───── Extracted records

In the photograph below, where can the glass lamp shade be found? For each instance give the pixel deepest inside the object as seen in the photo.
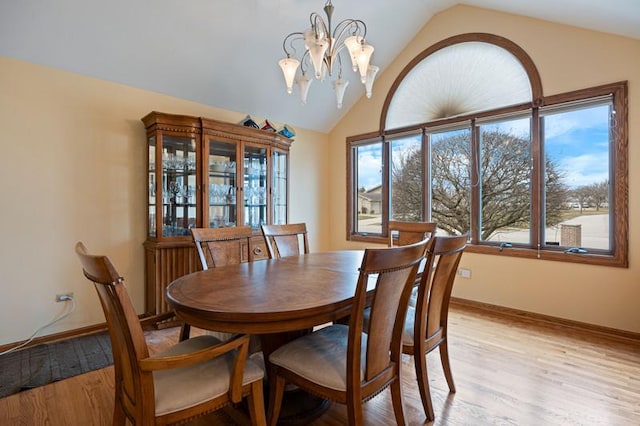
(340, 85)
(372, 70)
(362, 58)
(289, 67)
(353, 44)
(304, 82)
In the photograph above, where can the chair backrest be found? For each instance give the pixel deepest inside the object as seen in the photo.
(403, 233)
(223, 246)
(127, 338)
(286, 240)
(434, 291)
(394, 271)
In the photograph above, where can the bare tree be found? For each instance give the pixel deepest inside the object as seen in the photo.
(599, 193)
(505, 183)
(406, 171)
(596, 194)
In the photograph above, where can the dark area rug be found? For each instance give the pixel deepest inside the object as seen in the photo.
(47, 363)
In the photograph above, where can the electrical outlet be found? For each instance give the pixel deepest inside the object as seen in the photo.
(64, 297)
(464, 273)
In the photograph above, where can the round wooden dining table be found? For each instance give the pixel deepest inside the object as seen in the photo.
(269, 296)
(277, 299)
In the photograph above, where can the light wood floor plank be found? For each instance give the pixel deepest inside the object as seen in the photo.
(508, 371)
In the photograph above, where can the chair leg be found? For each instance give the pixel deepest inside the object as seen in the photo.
(354, 412)
(398, 401)
(119, 417)
(423, 384)
(446, 366)
(276, 391)
(256, 405)
(185, 330)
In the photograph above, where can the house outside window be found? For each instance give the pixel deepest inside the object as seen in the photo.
(545, 178)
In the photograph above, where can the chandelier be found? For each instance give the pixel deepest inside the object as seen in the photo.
(323, 46)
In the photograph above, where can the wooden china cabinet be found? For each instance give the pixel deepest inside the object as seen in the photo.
(206, 173)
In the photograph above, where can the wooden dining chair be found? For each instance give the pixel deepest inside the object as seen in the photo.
(286, 240)
(340, 362)
(403, 233)
(223, 246)
(189, 379)
(426, 325)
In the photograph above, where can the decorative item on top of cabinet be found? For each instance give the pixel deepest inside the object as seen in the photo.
(207, 173)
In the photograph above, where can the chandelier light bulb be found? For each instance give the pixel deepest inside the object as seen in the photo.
(363, 57)
(371, 76)
(353, 44)
(304, 81)
(340, 85)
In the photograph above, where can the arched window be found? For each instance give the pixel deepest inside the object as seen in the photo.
(468, 140)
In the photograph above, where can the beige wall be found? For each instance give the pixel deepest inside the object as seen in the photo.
(567, 58)
(73, 156)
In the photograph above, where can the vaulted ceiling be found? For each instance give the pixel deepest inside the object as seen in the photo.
(224, 53)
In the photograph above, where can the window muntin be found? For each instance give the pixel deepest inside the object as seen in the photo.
(367, 167)
(505, 180)
(451, 180)
(406, 187)
(543, 244)
(578, 142)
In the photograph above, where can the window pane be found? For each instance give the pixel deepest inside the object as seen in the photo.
(505, 188)
(406, 178)
(368, 175)
(451, 181)
(577, 175)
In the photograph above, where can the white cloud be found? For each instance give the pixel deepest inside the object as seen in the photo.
(585, 169)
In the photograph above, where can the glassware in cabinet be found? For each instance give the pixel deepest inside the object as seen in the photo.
(279, 187)
(255, 186)
(222, 188)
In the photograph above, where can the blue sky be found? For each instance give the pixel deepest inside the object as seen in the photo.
(577, 140)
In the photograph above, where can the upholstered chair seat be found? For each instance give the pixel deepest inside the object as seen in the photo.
(189, 386)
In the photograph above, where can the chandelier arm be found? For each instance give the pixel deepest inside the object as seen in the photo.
(345, 28)
(316, 21)
(291, 38)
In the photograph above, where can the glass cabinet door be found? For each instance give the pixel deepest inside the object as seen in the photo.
(255, 186)
(279, 187)
(152, 232)
(178, 189)
(222, 184)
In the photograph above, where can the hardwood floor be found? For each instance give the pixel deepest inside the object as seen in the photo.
(508, 371)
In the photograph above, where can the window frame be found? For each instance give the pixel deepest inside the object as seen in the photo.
(618, 205)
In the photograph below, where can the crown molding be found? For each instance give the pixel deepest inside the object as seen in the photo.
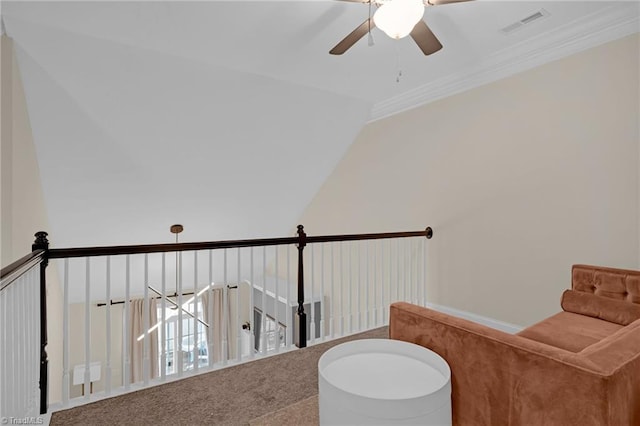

──────────

*Task brief*
The expected answer is the whole listing above, copied exactly, with images excluded.

*Response for this exercise*
In the photograph below, where can the glass lamp shade be found? For each instance give the pixel deepest inside the object as seen in the photo.
(340, 85)
(372, 70)
(362, 58)
(289, 67)
(353, 44)
(304, 82)
In the photograph above, where can the chair backrest be found? For each instance give the pixel deepest inside the object as seen in the photo.
(403, 233)
(223, 246)
(127, 338)
(286, 240)
(434, 291)
(394, 271)
In the photograph above, where can the bare tree be found? For each instance give the pixel deepest inside the object as seen in the photo.
(599, 193)
(505, 183)
(406, 171)
(596, 194)
In the photograph above, where can the dark area rug be found? For each instance give the pixel deepest inside the object as seen in the photo.
(47, 363)
In the photograph above, where can the electrical outlet be found? For each instance give the pixel deepest inside the object as seen in the photo.
(64, 297)
(464, 273)
In the photograph above, where can the round wooden dining table be found? For each instance give the pixel deepest inside the object as seen in the photo.
(269, 296)
(277, 299)
In the photograph above, where can the light wood floor plank be found? For each instance give the pixel deepest inside the object as seen in the photo.
(508, 371)
In the photograph above, where can the chair leg be found? For each instance give the pixel deepest inside the object as seen in the photo.
(354, 412)
(398, 401)
(119, 417)
(423, 384)
(446, 366)
(276, 391)
(256, 405)
(185, 330)
In the photograph above, where can the house outside window be found? For each instance give the pixel deepest inside the object as seen in the photo.
(545, 178)
In the photograph above, where can the chandelier be found? For each instance give the pixel deepest inside the object as seen in the photo.
(323, 46)
In the photograph above, where can the wooden china cabinet be found? For each instance give the pixel deepest inside the object as seen in the photo.
(206, 173)
In the photograph above, where can the wooden dining chair be found? For each instance give the pixel deepest inside the object as seen in the photo.
(286, 240)
(340, 362)
(403, 233)
(223, 246)
(189, 379)
(426, 325)
In the photograph above, where can the decorative item on top of cabinet be found? For each instance give the pixel deepest inside the object as seen in the photo.
(207, 173)
In the photograph above, where can the chandelier light bulb be found? For each instance give the pixel deepest inside the object as seen in the photo.
(363, 57)
(371, 76)
(353, 44)
(304, 81)
(340, 85)
In the photograph above, where can the arched window be found? For each instance give the pixel deepest inside the object as seen in the photo.
(468, 140)
In the photograph above, where can the beige wall be found? For each instance give the pixel deepest inside the object as seen in the photo.
(567, 58)
(73, 156)
In the photograph above, where can the vaulted ceiling be found? For each instance give the pixel deepest inside the object as seen in the photo.
(224, 53)
In the photograph above, where can the window muntin be found? For each instance give the pixel deepest inside the object as seen in the photo.
(367, 167)
(505, 180)
(451, 180)
(406, 187)
(543, 244)
(578, 142)
In the photograph above, where can the window pane be found? For each instance give the pixel deepest inside the object as seen in the photo.
(505, 188)
(406, 178)
(368, 175)
(451, 181)
(577, 175)
In the photograph above, where can the white cloud be found? For each instance give the pixel deepest inside the object as seen in the photo.
(585, 169)
In the photograph above, where can the glassware in cabinet be found? For each instance give the pixel deepest inside the object as seen in the photo.
(279, 187)
(255, 186)
(222, 188)
In the photograph above, where can the blue sky be found? For each instance give the pixel deepest inside the object as seen in the photo.
(577, 140)
In the photograph above, where can the upholstered chair seat be found? For each instance give the pixel deepest inside the object as seen in the photo.
(189, 386)
In the photograph above, where can the chandelier arm be found? For each instance give the pixel deepest inside the object as seen in the photo.
(345, 28)
(316, 21)
(291, 38)
In the photograph above, where can the glass cabinet door be found? For each instance give the pixel deepest inside the object as seen in the photo.
(255, 186)
(279, 187)
(152, 232)
(178, 189)
(222, 184)
In the photograph above, where can the hardwood floor be found? For each instance give the pixel deepest inside the object as seen in the photo.
(508, 371)
In the photograph above, where can the window frame be found? For each instance give the pixel deepest inside the object as seen in the photo.
(618, 205)
In the photograph below, where can the crown molding be found? For each instance give the pixel deepest inside the object as seen in the photo.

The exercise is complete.